• _Excerpts from a point labeling dataset_
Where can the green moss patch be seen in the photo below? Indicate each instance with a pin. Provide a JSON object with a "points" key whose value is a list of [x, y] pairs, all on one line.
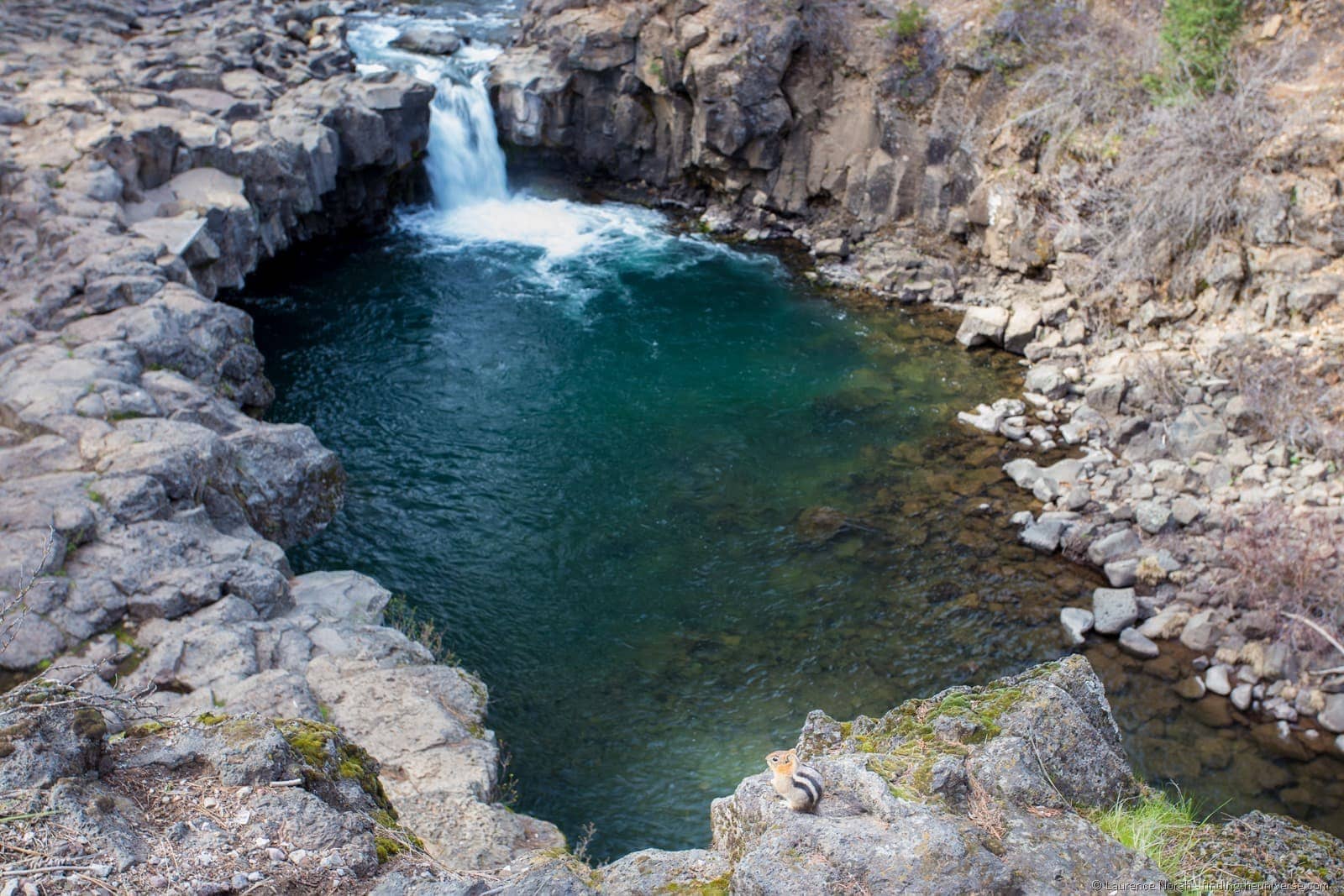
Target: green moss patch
{"points": [[147, 728], [909, 741], [717, 887]]}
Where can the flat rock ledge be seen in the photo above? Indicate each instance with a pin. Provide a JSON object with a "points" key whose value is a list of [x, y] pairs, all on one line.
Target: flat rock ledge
{"points": [[154, 155], [976, 790]]}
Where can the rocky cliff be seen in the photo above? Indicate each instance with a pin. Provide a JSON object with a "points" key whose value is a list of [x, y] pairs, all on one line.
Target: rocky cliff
{"points": [[154, 154], [1167, 259], [1005, 789], [804, 110]]}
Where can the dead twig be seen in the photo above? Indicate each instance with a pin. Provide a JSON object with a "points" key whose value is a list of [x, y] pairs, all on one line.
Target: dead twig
{"points": [[10, 631], [1317, 629]]}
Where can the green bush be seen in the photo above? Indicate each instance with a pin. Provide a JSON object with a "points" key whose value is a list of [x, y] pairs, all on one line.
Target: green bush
{"points": [[1200, 36], [907, 23]]}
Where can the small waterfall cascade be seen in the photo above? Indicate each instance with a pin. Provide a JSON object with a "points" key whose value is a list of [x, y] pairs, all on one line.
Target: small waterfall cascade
{"points": [[465, 163]]}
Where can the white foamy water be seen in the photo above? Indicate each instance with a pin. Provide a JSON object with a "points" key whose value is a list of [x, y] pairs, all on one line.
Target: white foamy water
{"points": [[564, 250]]}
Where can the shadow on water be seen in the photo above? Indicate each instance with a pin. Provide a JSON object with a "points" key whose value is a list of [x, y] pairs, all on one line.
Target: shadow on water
{"points": [[667, 501]]}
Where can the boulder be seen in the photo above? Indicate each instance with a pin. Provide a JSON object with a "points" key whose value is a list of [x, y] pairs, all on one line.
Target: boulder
{"points": [[656, 871], [349, 597], [1216, 680], [428, 39], [1077, 624], [1106, 392], [1113, 547], [983, 327], [1152, 516], [1021, 327], [1113, 610], [1200, 631], [1047, 379], [1043, 537], [1332, 716], [1196, 430], [934, 799]]}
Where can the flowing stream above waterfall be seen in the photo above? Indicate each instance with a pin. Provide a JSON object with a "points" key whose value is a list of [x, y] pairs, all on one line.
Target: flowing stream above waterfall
{"points": [[664, 497]]}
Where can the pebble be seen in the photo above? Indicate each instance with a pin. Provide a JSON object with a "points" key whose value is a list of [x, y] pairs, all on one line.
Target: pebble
{"points": [[1135, 644], [1216, 680], [1113, 610], [1077, 622], [1191, 688]]}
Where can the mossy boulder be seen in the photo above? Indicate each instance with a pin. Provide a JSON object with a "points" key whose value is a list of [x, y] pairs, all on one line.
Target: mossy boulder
{"points": [[46, 735], [972, 790]]}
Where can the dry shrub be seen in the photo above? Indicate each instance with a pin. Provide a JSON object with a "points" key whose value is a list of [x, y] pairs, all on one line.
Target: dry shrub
{"points": [[1290, 398], [1159, 179], [1285, 563], [1159, 378]]}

• _GIVEN PROBLEM_
Reproduce all of the material above word for word, omitting the pictures.

• _SOLUTION TO THIS PROBLEM_
Where can the green moss patch be seen in the photo below? Indicate each instance with a pin. Provide a JSON object with a "points" key whose value is a list of [x, y] pairs, all on one line.
Target: green moss patch
{"points": [[147, 728], [909, 741], [717, 887]]}
Where can the flat rock ledge be seen in the photo above? Indicate each instance with a pin. Provide a JSON object with a "points" key whose value is a list of [x, y] pairs, all on one line.
Target: flat rock ledge
{"points": [[154, 155], [976, 790]]}
Where can the rocky cliff be seen in the photo above? Indicate each instance with a pin. Provide a JSON object with a "points" key whose value is a list of [x, y] pairs, all on one line.
Target: rocky cliff
{"points": [[154, 154], [1167, 259], [1005, 789], [804, 110]]}
Where can the dead twig be seen in the photo above? Indicate each instance with a pin. Provide a JSON object with a "points" key whose value is a list of [x, y] pairs, all on one line.
Target: dead twig
{"points": [[10, 631], [1317, 629]]}
Where can the green bush be seen in the photo above? Indicate each instance with a pin. Provide a JSON object with a "points" key whose value is a list of [x, y] pairs, all on one line.
Target: green bush
{"points": [[1200, 36], [907, 23]]}
Where can the small waterfall cascade be seen in the photo above? Indicate each instance with a pin. Provide a JSON object with a "points" key whose value is a list of [x, y] pairs, all on one line.
Target: small waterfall cascade
{"points": [[465, 163]]}
Where can the white foamy water be seen in the photo above? Indicate each instance with a pin. Provide a JSON object with a "points" key whose value is a list of [x, y] pairs, all on one line.
Target: white foamy water
{"points": [[564, 250]]}
Where can the shadow on water be seen in the photo above? Indicate each instance with a pin. Provide a JSON object with a "points" key whose value is a list of [x, y] pairs, all on one line.
Target: shadow on water
{"points": [[667, 501]]}
Where can the boulder be seen in the photo above? Indicate each instance with a pin. Provide a JSON object with a "points" key whose value is a list of [x, y] pairs, all on one line.
Target: boulder
{"points": [[656, 871], [349, 597], [1216, 680], [428, 39], [1077, 624], [1106, 392], [1113, 547], [983, 327], [1152, 516], [1021, 327], [1113, 610], [1200, 631], [1047, 379], [1043, 537], [1332, 716], [1196, 430], [934, 799]]}
Where can the flowing stream above waterfall be seen in the photo above? Indicate each instance with a pin. Provide a JSON object with a "points" key whose value is a list of [x, y] pairs, all on one line.
Target: flowing stream above waterfall
{"points": [[664, 497]]}
Where can the pebble be seen in the photo above? Indicate each instance with a pin. Provide a JSON object with a "points" key whose value is a list of [x, y] pairs, all on one line.
Target: pebble
{"points": [[1135, 644], [1216, 680], [1113, 610], [1077, 622], [1191, 688]]}
Where can the mossy boulder be seen in the photo above? Indicate each instance with a pin. Provide a JSON object with a "points" key whose value is a list of [x, y] pairs, all on one line.
Target: mossy boulder
{"points": [[46, 735], [972, 790]]}
Where can the dry shrub be seen in the photo above? Indicate each instance with a pin. Provide a JSON object with a "points" key whose value is a list of [x, y] pairs, all on one line.
Target: dry shrub
{"points": [[1290, 398], [1159, 179], [1285, 563], [1159, 378]]}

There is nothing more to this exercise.